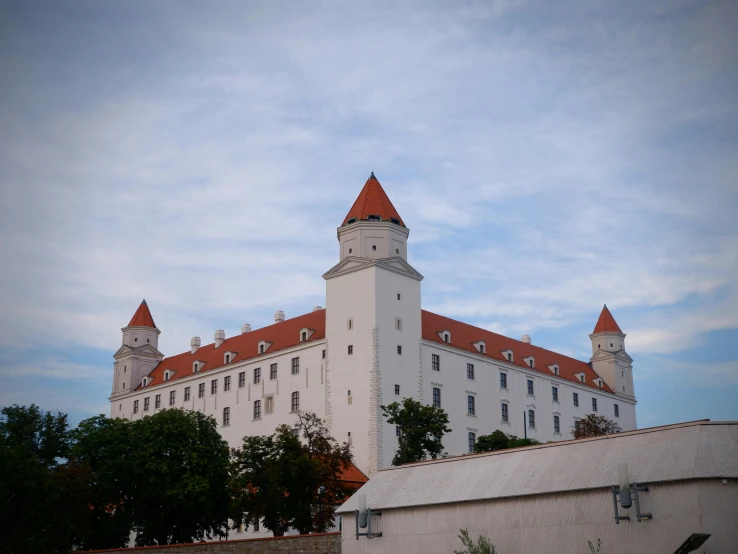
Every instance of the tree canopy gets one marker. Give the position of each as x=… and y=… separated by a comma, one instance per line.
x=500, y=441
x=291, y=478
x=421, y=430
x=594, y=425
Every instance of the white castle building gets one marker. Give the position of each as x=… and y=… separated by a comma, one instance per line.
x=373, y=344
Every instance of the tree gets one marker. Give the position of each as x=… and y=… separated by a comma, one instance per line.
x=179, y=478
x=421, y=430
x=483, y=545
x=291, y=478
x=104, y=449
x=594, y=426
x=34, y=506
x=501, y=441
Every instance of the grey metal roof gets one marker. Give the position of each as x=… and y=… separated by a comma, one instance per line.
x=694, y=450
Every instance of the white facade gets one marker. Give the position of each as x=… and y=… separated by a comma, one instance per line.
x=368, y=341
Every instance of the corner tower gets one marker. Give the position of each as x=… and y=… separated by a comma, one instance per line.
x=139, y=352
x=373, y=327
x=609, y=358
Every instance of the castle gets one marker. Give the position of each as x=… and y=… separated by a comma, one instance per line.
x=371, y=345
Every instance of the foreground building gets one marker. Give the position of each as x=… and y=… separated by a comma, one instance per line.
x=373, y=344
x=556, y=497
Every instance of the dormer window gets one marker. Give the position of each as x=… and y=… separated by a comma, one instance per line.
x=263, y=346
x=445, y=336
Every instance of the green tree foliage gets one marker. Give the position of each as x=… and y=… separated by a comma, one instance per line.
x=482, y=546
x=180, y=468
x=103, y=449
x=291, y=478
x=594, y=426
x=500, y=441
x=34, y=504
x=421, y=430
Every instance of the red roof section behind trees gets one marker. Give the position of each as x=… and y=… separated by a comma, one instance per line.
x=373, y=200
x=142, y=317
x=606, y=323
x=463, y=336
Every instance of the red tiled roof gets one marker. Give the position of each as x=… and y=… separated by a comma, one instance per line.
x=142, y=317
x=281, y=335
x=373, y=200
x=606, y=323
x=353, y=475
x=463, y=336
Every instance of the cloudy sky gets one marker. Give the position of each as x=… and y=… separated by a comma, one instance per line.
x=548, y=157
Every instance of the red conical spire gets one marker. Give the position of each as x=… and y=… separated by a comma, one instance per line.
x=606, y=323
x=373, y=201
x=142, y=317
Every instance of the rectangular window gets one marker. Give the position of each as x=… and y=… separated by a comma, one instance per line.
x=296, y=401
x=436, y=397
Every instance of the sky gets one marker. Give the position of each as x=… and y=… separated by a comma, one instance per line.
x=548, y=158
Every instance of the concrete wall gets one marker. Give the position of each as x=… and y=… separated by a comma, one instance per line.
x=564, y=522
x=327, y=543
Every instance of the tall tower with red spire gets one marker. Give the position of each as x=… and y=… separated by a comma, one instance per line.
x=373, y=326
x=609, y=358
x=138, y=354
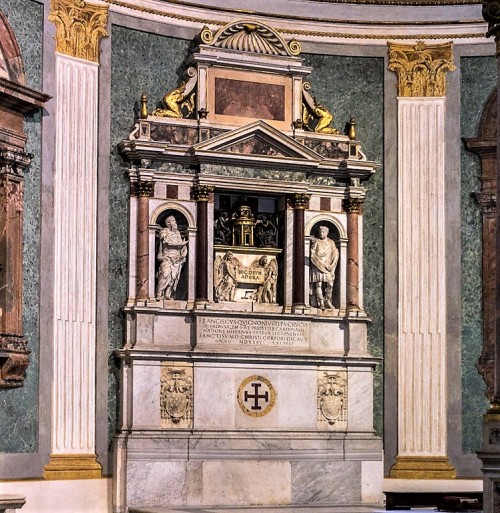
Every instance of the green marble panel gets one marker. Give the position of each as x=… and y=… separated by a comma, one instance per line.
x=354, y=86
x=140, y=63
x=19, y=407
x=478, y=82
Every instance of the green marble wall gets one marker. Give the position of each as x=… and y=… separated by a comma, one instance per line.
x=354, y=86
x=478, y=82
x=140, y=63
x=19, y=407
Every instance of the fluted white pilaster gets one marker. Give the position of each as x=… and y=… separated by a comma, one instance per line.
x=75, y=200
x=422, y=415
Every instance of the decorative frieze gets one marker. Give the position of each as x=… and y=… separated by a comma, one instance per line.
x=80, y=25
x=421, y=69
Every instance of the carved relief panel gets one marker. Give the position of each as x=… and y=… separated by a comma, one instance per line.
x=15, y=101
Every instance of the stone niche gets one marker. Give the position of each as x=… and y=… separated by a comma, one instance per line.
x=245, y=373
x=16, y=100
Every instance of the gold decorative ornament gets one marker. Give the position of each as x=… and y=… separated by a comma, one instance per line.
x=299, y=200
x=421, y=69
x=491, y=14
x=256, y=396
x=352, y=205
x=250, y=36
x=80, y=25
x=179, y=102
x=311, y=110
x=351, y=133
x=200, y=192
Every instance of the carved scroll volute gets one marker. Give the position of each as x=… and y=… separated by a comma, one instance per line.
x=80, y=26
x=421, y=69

☆ ☆ ☆ ☆

All of the lines above should be printed exactly, minus the pictures.

Every instance of the tree canopy gets one marker. Give the position of each as x=… and y=… separated by a comma, one instance per line.
x=500, y=441
x=291, y=478
x=421, y=430
x=594, y=425
Every instance of the white castle building gets one marker. Give the position of each as x=… and y=… separated by a comma, one instance per line.
x=373, y=344
Every instance of the tree gets one marker. Give the position of each as x=… and y=… separated by a comma, one instance per line.
x=179, y=478
x=421, y=430
x=483, y=545
x=291, y=478
x=104, y=449
x=594, y=426
x=34, y=506
x=501, y=441
Every instance of the grey metal roof gets one marker. Give the position of each as x=… and y=… separated by a comma, one instance per line.
x=694, y=450
Every instance of the white facade gets one marker. Give the position of each as x=… and y=… separated by a comma, one instance per line.
x=368, y=341
Every instance of the corner tower gets one marker. Give the position of each as x=… and y=… separated by a comma, one instance per line.
x=139, y=352
x=373, y=327
x=609, y=358
Every instance of the castle gets one marker. Give the position of each as x=… and y=… separated by a comma, one instance per line.
x=371, y=345
Every instance of the foreground building gets one marker. Give the position of each as x=… and y=… separated by a comma, one instance per line.
x=373, y=344
x=556, y=497
Every instance of the dormer window gets one marker. Give the position of each as x=… and y=… separated by a comma, one instance per line.
x=263, y=346
x=445, y=336
Every instance of the green tree foliage gets one marker. Give the position of each as x=… and y=… separated by a comma, one instance per line.
x=482, y=546
x=180, y=468
x=103, y=449
x=291, y=478
x=594, y=426
x=500, y=441
x=34, y=504
x=421, y=430
Every instance of the red roof section behind trees gets one marker. Give the position of each as x=… and y=… separated by a comma, one instance per line.
x=373, y=200
x=142, y=317
x=606, y=323
x=463, y=336
Every instance of the red tiled roof gets one marker. Give the position of each as x=… and y=… separated by a comma, one instance per line.
x=142, y=317
x=281, y=335
x=373, y=200
x=606, y=323
x=353, y=475
x=463, y=336
Every instance of the cloudy sky gets one marker. Give the position of each as x=… and y=… separated by a comma, one instance per line.
x=548, y=157
Every instance of the red conical spire gets one marker. Give the position of each as x=… and y=… separated by a comma, one instance per line.
x=606, y=323
x=373, y=201
x=142, y=317
Every instance of the rectangular window gets one marker. Give the position of each as x=… and y=… separated by a comma, one instance per line.
x=296, y=401
x=436, y=397
Every instance of the sky gets one marker. Give the position of each as x=… and y=… separated by a comma, one instance per line.
x=548, y=158
Every instance of the concrete wall gets one marker. Give the position of each as x=… and y=… separated by a comma, one instance per line.
x=564, y=522
x=327, y=543
Every instance of the tall tower with red spire gets one marker. Give the position of each as x=… and y=… separated by a comma, one instance per line.
x=373, y=326
x=609, y=358
x=138, y=354
Every instance of the green marble panel gets one marker. Give the position of each as x=… and y=… separated by a comma, one instance per line.
x=354, y=86
x=140, y=63
x=19, y=407
x=478, y=82
Every instance of the green marble wall gets one marker. Give the position of each as x=… and y=… separated by a comma, one instance per line.
x=354, y=86
x=478, y=82
x=140, y=63
x=19, y=407
Every instance of the fluted white pilaster gets one marker. Give the position of each as x=… and y=… separated by a comma, one instance per line.
x=75, y=200
x=422, y=415
Every instance of the decorative frieze gets one marker. Give the position of each as x=… and y=… separated by a comma, one instance per line.
x=80, y=25
x=421, y=69
Every instance of the carved relief panel gets one marker. Give the position of each as x=… and y=… separated by a comma, one instance per line.
x=15, y=101
Every instance of the stone niche gets one marker. Give the position of each as x=… and y=… separated by a comma, one instance per line.
x=245, y=373
x=16, y=100
Every instance of the gold decorative ornament gets one marker. Give the position of each as x=… and y=… separated by a comma, one instance per line.
x=299, y=200
x=421, y=69
x=491, y=14
x=256, y=396
x=352, y=205
x=250, y=36
x=80, y=25
x=179, y=102
x=311, y=110
x=351, y=133
x=200, y=192
Every instance of the carved scroll volute gets one marker. Give the position of each as x=… and y=… separated by a comma, one instance per line.
x=80, y=26
x=421, y=69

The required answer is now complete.